2016 Leadville 100 Race Report, Part 4: Familiarity
“Familiarity breeds contempt” is such ridiculous saying. And also, not true unless you were headed in the direction of contempt anyway. In my experience, familiarity breeds confidence, and fondness, and comfort, and happiness. Maybe even a little bit of wisdom, if you pay attention.
I am very, very familiar with the Leadville 100 bike route. And I think I like it as much or more as I ever have. It challenges and exhausts and exhilirates me every year, for different reasons every time.
This is probably true for every beloved bike route in the world: Familiarity breeds friendship.
This is what I was thinking — though in much simpler, not-actually-constructing-sentences way — as The Hammer and I rolled through Carter Summit and onto the three-mile paved descent.
“I really like racing with you,” I told The Hammer.
She smiled at me, got into a tuck, and dropped me like a rock. Except she was the one dropping like a rock. (I need a new metaphor.)
I got as low as I could, figuring I’d reel The Hammer in, but the gap between us just increased. I never lost site of her, but — yep — she was definitely pulling away.
The Hammer’s timidity in descending on mountain bikes does not apply to road riding. When on the road, well, she’s pretty much a steely-eyed missile woman.
Which was just fine with me. We had agreed that as soon as we got to the bottom of this three mile paved descent, we’d each get out the second GU Roctane gel of the day.
Which means, dear reader, that — yes — this fourth installment of the race report has only thus far brought us to one hour (and fourteen miles) into the race.
As planned, I caught up with The Hammer as she ate a gel, then we rode alongside each other for a moment while I ate mine.
And then…we heard a yell from behind. Doppler effect made me certain: it was a yell that was rapidly approaching. (Of course I have Doppler hearing. Don’t you?)
And that quick, The Monster was ahead of us.
Yep, in the first hour, she had taken the minute lead we had built-in at the starting line (The Hammer and I crossed the starting line at 6:31:08, The Monster crossed at 6:32:09), and erased it.
There was a temptation, I admit, to jump. To attack and show that young whippersnapper that I am The Alpha Rider.
But I didn’t. The Hammer and I just kept our pace. No attacks, no responses to attacks. Familiarity breeds wisdom, see?
And within a couple minutes on this mile (or so?) of paved climb, The Hammer and I had bridged back to The Monster, then pulled slightly ahead again.
From my peripheral vision, I saw The Monster stand and stomp on her pedals to try to catch us.
“Don’t you DARE burn matches this early in the race!” I scolded her. You could totally hear the italics, bold, and uppercase in my voice, too.
“And it’s been an hour, you better be getting a gel out right this second,” I continued.
The Monster dropped back down to her all-day pace. She got out a gel.
I would like to contend that — in addition to ability and hard work — the reason The Monster has been racing so well so quickly is she is an incredibly serious student. She is the rare 20-year-old who watches, studies, and listens. Sure, she makes her own decisions about everything, but she hears you out first.
And by doing so, she has been able to skip the decade-plus of race nutrition trial-and-error The Hammer and I each went through before figuring out a simple, workable plan: a Roctane gel every half hour, supplemented with CR333 whenever you drink.
The Hammer and I pullled ahead, riding at our pace; The Monster dropped back, riding at hers.

◆ INSTRUCTIONS FOR THE TASK:
Duplicate the part of the race report that begins at the words "I got as low" and stops after "of the day.", word for word.

◆ EXTRACTED INFORMATION:
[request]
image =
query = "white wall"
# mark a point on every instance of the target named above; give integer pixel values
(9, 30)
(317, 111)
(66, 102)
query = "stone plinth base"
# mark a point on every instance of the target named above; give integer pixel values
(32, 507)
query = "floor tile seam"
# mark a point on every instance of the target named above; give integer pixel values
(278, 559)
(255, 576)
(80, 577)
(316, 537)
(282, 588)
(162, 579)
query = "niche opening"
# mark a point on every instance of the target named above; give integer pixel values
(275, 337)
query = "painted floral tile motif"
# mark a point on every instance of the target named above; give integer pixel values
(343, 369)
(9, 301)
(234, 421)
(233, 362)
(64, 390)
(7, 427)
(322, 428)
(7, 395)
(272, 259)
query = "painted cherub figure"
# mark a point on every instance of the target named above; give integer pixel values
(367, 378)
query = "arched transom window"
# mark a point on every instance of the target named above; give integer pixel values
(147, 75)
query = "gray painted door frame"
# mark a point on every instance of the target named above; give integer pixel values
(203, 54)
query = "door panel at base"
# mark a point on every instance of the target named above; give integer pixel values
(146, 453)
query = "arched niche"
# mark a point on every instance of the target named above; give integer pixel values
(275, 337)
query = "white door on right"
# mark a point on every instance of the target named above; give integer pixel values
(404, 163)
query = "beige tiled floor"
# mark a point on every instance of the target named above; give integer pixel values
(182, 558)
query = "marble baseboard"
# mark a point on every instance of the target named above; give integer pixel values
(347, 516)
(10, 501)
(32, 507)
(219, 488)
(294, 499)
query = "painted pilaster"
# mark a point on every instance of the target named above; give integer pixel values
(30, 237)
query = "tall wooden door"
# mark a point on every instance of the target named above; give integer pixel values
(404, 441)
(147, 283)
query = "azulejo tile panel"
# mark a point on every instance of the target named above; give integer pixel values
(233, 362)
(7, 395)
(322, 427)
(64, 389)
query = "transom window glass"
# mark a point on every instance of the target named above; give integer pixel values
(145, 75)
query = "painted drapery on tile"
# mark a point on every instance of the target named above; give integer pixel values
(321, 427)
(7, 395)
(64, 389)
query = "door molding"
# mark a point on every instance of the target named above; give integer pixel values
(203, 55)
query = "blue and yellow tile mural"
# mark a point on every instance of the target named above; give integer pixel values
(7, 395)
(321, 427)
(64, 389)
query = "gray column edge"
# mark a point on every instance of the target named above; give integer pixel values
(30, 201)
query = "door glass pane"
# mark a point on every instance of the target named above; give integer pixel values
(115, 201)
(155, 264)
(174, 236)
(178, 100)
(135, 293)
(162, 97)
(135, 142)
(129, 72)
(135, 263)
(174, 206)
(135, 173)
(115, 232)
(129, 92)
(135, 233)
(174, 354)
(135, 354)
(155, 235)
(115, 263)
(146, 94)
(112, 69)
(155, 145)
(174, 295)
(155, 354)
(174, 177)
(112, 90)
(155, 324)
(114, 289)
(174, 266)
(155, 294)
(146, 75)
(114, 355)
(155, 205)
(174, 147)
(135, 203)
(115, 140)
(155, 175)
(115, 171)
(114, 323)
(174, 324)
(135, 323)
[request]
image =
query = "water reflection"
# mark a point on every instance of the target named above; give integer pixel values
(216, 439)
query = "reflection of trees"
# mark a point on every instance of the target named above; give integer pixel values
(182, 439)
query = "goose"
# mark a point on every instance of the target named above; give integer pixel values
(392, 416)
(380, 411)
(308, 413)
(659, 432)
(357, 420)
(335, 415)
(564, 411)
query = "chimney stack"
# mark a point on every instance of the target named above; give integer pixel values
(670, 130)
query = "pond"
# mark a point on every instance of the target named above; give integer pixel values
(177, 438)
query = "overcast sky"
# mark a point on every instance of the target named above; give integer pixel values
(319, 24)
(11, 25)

◆ SOLUTION TO THIS TASK:
I got as low as I could, figuring I’d reel The Hammer in, but the gap between us just increased. I never lost site of her, but — yep — she was definitely pulling away.
The Hammer’s timidity in descending on mountain bikes does not apply to road riding. When on the road, well, she’s pretty much a steely-eyed missile woman.
Which was just fine with me. We had agreed that as soon as we got to the bottom of this three mile paved descent, we’d each get out the second GU Roctane gel of the day.